Which lines in the records below hold the word "marking"? Copy each of them.

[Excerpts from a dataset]
Segment Open
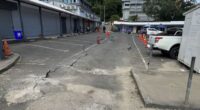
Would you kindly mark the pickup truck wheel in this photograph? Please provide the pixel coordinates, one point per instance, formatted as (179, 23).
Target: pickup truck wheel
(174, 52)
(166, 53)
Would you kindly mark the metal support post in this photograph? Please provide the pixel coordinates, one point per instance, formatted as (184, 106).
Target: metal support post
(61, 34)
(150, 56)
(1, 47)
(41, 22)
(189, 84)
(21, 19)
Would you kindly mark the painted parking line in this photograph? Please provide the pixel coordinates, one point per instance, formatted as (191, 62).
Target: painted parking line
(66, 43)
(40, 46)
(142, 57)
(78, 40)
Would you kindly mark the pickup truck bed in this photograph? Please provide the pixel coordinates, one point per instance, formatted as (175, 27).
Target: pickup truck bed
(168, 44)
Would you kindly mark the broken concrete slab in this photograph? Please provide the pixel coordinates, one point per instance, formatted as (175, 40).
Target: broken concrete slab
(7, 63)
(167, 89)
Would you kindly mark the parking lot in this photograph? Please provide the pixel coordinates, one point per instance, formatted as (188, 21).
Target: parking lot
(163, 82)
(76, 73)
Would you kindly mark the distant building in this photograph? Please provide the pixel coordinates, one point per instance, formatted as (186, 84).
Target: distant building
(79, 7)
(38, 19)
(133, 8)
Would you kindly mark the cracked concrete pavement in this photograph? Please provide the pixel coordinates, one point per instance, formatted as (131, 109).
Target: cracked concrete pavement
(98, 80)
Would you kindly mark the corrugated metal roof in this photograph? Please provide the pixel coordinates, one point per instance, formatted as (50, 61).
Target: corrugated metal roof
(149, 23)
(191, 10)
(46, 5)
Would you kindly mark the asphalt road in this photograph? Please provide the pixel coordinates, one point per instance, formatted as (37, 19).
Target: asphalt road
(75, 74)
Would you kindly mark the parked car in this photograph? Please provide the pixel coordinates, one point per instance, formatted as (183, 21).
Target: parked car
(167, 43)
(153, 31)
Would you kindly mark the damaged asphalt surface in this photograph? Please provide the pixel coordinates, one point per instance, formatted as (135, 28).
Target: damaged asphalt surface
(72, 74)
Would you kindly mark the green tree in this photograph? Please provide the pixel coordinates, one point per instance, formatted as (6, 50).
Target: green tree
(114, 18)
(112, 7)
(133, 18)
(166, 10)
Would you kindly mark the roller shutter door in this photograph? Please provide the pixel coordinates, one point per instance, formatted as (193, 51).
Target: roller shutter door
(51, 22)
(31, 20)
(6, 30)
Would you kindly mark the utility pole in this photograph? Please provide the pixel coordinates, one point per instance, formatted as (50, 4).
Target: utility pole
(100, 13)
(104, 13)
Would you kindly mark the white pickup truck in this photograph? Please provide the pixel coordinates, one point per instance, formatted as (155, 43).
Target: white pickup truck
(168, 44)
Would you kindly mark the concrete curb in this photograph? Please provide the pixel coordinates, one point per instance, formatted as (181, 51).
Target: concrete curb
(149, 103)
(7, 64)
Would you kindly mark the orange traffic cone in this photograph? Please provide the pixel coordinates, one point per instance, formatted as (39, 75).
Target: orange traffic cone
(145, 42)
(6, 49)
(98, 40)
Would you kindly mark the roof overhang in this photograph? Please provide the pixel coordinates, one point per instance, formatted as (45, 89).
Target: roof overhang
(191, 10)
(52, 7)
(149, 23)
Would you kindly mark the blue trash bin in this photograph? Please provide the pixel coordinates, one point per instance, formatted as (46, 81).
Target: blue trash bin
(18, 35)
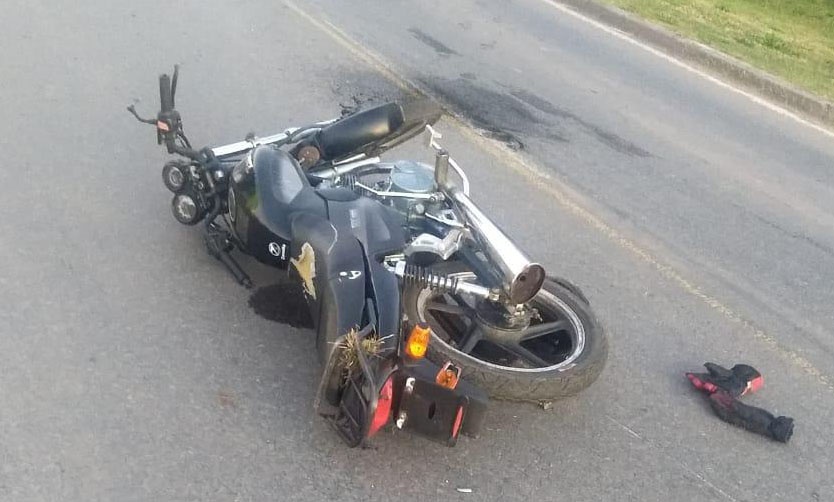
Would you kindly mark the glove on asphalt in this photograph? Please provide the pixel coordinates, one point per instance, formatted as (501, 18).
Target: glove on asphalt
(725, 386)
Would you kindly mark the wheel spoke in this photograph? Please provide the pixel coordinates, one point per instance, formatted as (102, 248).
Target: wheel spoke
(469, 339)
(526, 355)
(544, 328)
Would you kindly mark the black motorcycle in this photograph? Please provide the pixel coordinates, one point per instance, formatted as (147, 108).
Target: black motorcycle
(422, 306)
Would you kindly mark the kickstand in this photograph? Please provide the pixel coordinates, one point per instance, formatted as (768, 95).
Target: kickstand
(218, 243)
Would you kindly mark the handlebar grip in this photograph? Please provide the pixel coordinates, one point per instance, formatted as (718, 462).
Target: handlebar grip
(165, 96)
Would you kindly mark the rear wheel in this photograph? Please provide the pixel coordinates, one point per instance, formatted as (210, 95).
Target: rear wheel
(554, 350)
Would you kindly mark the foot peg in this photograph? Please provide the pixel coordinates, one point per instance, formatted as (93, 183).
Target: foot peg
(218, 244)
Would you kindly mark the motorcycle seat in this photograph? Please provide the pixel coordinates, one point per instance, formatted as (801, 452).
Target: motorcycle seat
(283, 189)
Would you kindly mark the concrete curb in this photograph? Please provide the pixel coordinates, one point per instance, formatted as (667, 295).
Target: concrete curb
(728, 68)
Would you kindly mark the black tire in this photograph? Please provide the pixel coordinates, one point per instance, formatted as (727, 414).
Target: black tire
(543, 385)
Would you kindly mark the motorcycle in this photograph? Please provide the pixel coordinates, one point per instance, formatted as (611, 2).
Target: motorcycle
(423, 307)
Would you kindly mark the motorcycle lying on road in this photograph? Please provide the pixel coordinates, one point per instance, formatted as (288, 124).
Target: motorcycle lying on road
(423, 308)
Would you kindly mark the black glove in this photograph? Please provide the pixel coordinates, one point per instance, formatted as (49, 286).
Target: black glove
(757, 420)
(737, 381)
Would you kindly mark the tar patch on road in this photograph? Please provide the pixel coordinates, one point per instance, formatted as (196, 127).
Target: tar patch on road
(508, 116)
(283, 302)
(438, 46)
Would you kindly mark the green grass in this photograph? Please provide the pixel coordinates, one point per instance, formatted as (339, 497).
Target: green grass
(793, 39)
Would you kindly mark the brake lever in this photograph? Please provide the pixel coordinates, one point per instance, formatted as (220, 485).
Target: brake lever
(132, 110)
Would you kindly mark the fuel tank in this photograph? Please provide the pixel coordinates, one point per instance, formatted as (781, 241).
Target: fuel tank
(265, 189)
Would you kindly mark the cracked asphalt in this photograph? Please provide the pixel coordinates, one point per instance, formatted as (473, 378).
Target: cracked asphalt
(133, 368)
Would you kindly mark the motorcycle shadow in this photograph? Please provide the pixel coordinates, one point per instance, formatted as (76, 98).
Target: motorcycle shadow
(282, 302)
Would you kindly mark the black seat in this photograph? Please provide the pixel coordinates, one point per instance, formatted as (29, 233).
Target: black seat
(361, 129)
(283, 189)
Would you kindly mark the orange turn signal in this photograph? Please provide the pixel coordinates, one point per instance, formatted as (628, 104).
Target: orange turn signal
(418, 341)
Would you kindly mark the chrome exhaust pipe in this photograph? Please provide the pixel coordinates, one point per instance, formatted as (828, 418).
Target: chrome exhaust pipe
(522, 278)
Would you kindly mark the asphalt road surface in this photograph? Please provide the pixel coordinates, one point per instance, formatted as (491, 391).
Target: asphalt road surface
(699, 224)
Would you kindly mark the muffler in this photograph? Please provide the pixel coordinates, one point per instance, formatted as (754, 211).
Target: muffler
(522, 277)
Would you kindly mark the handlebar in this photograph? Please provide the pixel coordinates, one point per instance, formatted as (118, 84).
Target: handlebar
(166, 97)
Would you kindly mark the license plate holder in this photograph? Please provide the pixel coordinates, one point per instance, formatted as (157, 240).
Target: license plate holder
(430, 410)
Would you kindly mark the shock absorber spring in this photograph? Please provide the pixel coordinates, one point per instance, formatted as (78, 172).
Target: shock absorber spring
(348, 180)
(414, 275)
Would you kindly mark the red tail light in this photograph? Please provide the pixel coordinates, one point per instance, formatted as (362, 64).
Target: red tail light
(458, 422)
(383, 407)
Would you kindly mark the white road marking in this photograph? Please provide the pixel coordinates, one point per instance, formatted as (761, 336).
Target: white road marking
Segment Closed
| SOLVED PROBLEM |
Would you kindly mark the white road marking in this photograph? Please provide the pixel coordinates, one point per instance, formatted as (761, 336).
Target: white road marking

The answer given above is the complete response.